►

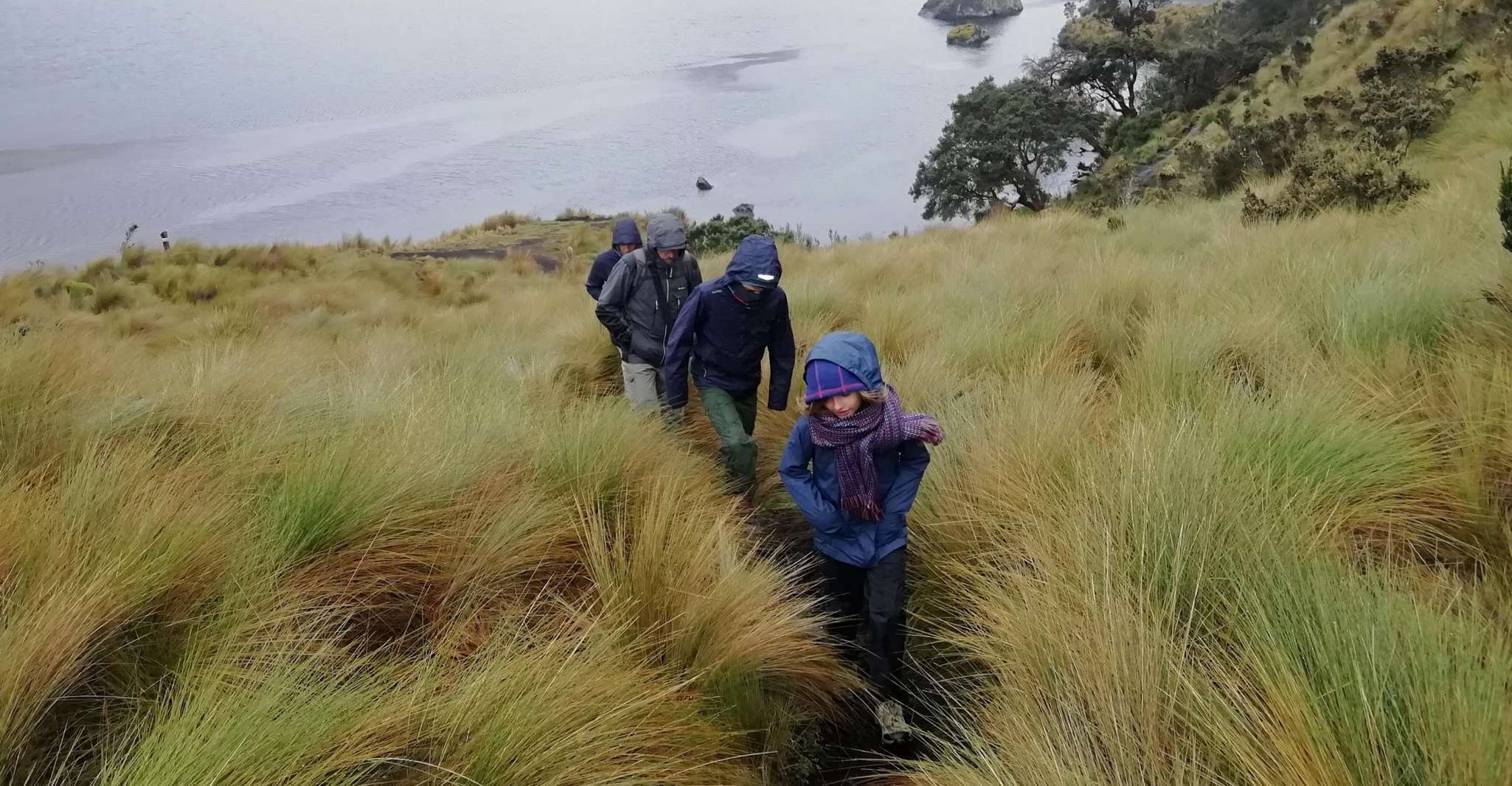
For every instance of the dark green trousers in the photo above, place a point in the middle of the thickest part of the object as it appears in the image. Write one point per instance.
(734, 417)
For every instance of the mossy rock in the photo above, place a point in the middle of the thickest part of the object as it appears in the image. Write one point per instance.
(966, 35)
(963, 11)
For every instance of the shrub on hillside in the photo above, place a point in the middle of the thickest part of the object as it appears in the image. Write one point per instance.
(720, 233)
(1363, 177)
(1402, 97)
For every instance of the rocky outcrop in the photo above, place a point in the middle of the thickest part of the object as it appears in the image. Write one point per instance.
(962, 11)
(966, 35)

◄

■ Exercise directions
Write out the whole listing above again, requests included, adjusting every coordinate in the answer points by -40. Leave the pictures out.

■ Problem solution
For every instance of the dark green trousers in the photo above, place a point in the middle of the thickest part of the object as it appears in the image. Write one point per instance.
(694, 377)
For every instance of the mossy rock in the photo above, place a point in the middle of the thickest part of the object as it appears in the image. Write one point per instance.
(926, -5)
(923, -29)
For every instance of the shrub on hillside in the photo above, place a point in the middle of the thickest part of the object as it appears in the image. Write one point per instance.
(680, 193)
(1323, 137)
(1362, 57)
For every instance of the rocky outcrop in the photo above, place a point in the middle of the thickest part of the object as it appears in the image. Write one point per instance.
(922, -29)
(926, -5)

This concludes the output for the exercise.